(Spatial localization data)
——
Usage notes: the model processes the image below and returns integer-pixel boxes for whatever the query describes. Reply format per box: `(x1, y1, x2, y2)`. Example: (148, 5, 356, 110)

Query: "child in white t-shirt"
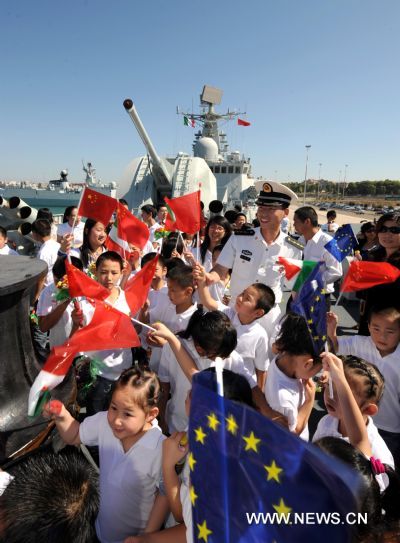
(151, 309, 286, 434)
(313, 354, 394, 468)
(265, 313, 322, 441)
(71, 251, 134, 415)
(0, 226, 19, 255)
(194, 261, 274, 391)
(37, 255, 83, 349)
(44, 367, 165, 542)
(140, 264, 197, 374)
(327, 306, 400, 468)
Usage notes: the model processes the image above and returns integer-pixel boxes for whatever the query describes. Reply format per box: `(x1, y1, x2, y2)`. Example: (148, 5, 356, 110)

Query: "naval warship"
(119, 85, 268, 216)
(0, 162, 117, 208)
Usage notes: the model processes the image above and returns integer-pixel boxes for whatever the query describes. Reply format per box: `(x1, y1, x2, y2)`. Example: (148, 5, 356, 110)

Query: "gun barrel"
(123, 99, 171, 185)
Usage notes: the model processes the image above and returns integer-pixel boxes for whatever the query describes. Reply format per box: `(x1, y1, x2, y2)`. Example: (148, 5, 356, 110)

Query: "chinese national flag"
(116, 202, 150, 250)
(65, 259, 109, 301)
(237, 118, 251, 126)
(124, 255, 159, 316)
(341, 260, 400, 292)
(78, 187, 117, 225)
(164, 191, 201, 234)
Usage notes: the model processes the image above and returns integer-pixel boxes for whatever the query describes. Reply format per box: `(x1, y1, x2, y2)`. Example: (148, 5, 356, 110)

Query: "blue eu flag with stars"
(189, 370, 362, 543)
(291, 261, 328, 355)
(324, 224, 358, 262)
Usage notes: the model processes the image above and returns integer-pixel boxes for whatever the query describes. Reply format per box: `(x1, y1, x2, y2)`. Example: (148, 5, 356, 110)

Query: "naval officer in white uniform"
(206, 181, 303, 353)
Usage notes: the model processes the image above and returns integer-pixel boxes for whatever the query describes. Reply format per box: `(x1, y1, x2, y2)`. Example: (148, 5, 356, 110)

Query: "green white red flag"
(278, 257, 319, 292)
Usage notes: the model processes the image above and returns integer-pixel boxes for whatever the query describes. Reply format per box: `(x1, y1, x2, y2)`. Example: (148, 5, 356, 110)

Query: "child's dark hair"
(180, 307, 237, 359)
(250, 283, 275, 315)
(37, 208, 54, 224)
(166, 264, 194, 290)
(141, 252, 166, 269)
(368, 304, 400, 326)
(200, 367, 255, 409)
(95, 250, 123, 271)
(53, 256, 83, 280)
(160, 234, 184, 259)
(343, 356, 385, 405)
(0, 226, 7, 238)
(315, 437, 400, 541)
(275, 313, 321, 364)
(165, 257, 186, 274)
(114, 367, 161, 412)
(62, 206, 78, 223)
(31, 219, 51, 238)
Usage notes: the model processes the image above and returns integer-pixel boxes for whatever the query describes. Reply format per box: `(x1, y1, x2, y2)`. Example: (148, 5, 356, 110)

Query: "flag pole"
(69, 185, 87, 251)
(130, 317, 156, 332)
(196, 232, 200, 262)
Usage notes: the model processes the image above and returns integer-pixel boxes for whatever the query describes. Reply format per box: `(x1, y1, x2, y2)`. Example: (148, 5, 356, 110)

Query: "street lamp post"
(343, 164, 348, 199)
(303, 145, 311, 204)
(338, 170, 342, 198)
(317, 162, 322, 201)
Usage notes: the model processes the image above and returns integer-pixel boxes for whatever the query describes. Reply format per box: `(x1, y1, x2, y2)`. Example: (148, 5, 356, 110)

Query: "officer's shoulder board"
(285, 234, 304, 250)
(234, 228, 255, 236)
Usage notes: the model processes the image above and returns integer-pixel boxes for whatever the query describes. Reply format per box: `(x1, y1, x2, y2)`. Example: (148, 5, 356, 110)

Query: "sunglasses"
(378, 226, 400, 234)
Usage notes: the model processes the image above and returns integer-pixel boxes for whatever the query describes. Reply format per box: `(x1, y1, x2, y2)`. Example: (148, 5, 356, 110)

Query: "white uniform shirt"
(217, 228, 302, 303)
(80, 411, 165, 542)
(148, 299, 197, 373)
(57, 221, 85, 247)
(265, 357, 309, 440)
(0, 245, 18, 255)
(158, 338, 256, 433)
(337, 336, 400, 433)
(220, 306, 270, 375)
(81, 288, 133, 381)
(36, 282, 74, 348)
(298, 229, 342, 294)
(37, 239, 60, 287)
(312, 414, 395, 469)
——
The answer must be an exact restatement of all the records, with no pictures included.

◆ **Exercise solution**:
Usage notes: the model processes the image below and returns integer-pixel boxes for whatever the query describes. Reply format per box: `(x1, y1, x2, y2)`. Example: (148, 5, 356, 110)

Query: "child in white t-shirt"
(151, 309, 286, 434)
(313, 354, 394, 468)
(265, 313, 322, 441)
(71, 251, 134, 415)
(0, 226, 19, 255)
(194, 261, 274, 391)
(37, 255, 83, 349)
(44, 367, 165, 542)
(140, 264, 197, 374)
(327, 306, 400, 468)
Usage notes: the model processes the image above and returns integer-pixel boxes for whatever the query describes. Reply format per box: `(x1, y1, x2, y2)`. Example: (148, 5, 356, 110)

Query: "naval warship"
(119, 85, 268, 216)
(0, 162, 117, 208)
Usage notes: the model processes the image above and returns integer-pixel boxes for whatever the query describes. Reply format per box: `(x1, y1, x2, y2)`. Example: (148, 5, 356, 110)

Query: "gun barrel"
(123, 99, 171, 185)
Usage notes: the model processes the image above and returns integer-pixel boxes for whatever the query describes. Reply format per box: `(x1, y1, x2, y2)`. Example: (148, 5, 356, 110)

Query: "chinese national flag"
(116, 202, 150, 250)
(65, 259, 109, 301)
(237, 118, 251, 126)
(124, 255, 159, 316)
(341, 260, 400, 292)
(78, 187, 117, 225)
(164, 191, 201, 234)
Usage notes: the model processes the image above and returns integer-pixel boxes for whatever the query describes. Reply format per box: `(x1, y1, x2, y2)`. Example: (148, 5, 356, 110)

Query: "blue eu flag with stars"
(189, 370, 362, 543)
(291, 261, 328, 355)
(324, 224, 358, 262)
Usage notes: the model processes the image above and returns integer-pixel boxes for whatever the query describes. Reply format per box: `(x1, y1, x2, y2)`. Example: (148, 5, 356, 110)

Query: "naval officer in white uniform"
(206, 181, 303, 353)
Usage notes: the model processes the image above and returns integer-pixel boxes for whatever the query describes. Reply format per box: `(x1, y1, x2, y2)`. Example: (148, 5, 356, 110)

Query: "green white red flag"
(278, 257, 319, 292)
Usage notes: the model processes the image above and returns integer-pixel boxes for whatever the query describes. Reply format per box: `(x1, y1, x2, y2)`. Example: (148, 5, 356, 110)

Query: "child's dark hair"
(180, 307, 237, 359)
(250, 283, 275, 315)
(37, 208, 54, 224)
(166, 264, 194, 290)
(141, 252, 166, 269)
(368, 304, 400, 326)
(200, 367, 255, 409)
(95, 250, 123, 271)
(53, 256, 83, 280)
(160, 234, 184, 259)
(343, 356, 385, 405)
(0, 226, 7, 238)
(315, 437, 400, 541)
(275, 313, 321, 364)
(165, 257, 186, 274)
(114, 367, 161, 412)
(62, 206, 78, 223)
(31, 219, 51, 238)
Usage notes: the model processes the image above and returns integer-pixel boxes for whatever the query describes. Reply format per box: `(x1, y1, x2, y2)`. Example: (148, 5, 356, 110)

Query: "flag pole"
(69, 185, 87, 251)
(130, 317, 156, 332)
(196, 232, 200, 262)
Usage notes: the model processes the image above and returns integer-pixel boxes for whatever the query describes. Reply format per box: `(x1, y1, x2, y2)`. Example: (148, 5, 356, 110)

Query: "street lamp post"
(343, 164, 348, 199)
(303, 145, 311, 204)
(338, 170, 342, 198)
(317, 162, 322, 201)
Usage notes: the model processes the image above and returns integer-pixel boxes for whatever the query describes. Reply format per box: `(x1, y1, x2, y2)`. Example: (148, 5, 356, 110)

Query: "officer's shoulder board"
(285, 234, 304, 250)
(234, 228, 255, 236)
Usage notes: the model processes the image above and returns integer-pixel boxes for whatever the query describes. Reply format per box: `(x1, y1, x2, y2)`. Example: (148, 5, 356, 110)

Query: "sunglasses"
(378, 226, 400, 234)
Usage notes: the model processes the image above and returns integer-pixel boxes for whatever the query describes. Reply format per box: `(x1, y1, x2, y2)`. Example: (148, 5, 356, 110)

Query: "white uniform shirt"
(217, 228, 302, 303)
(80, 411, 165, 542)
(148, 299, 197, 373)
(57, 221, 85, 247)
(265, 357, 309, 440)
(0, 245, 18, 255)
(158, 338, 256, 433)
(337, 336, 400, 433)
(220, 306, 270, 375)
(81, 288, 133, 381)
(36, 282, 74, 348)
(298, 229, 342, 294)
(37, 239, 60, 287)
(312, 414, 395, 469)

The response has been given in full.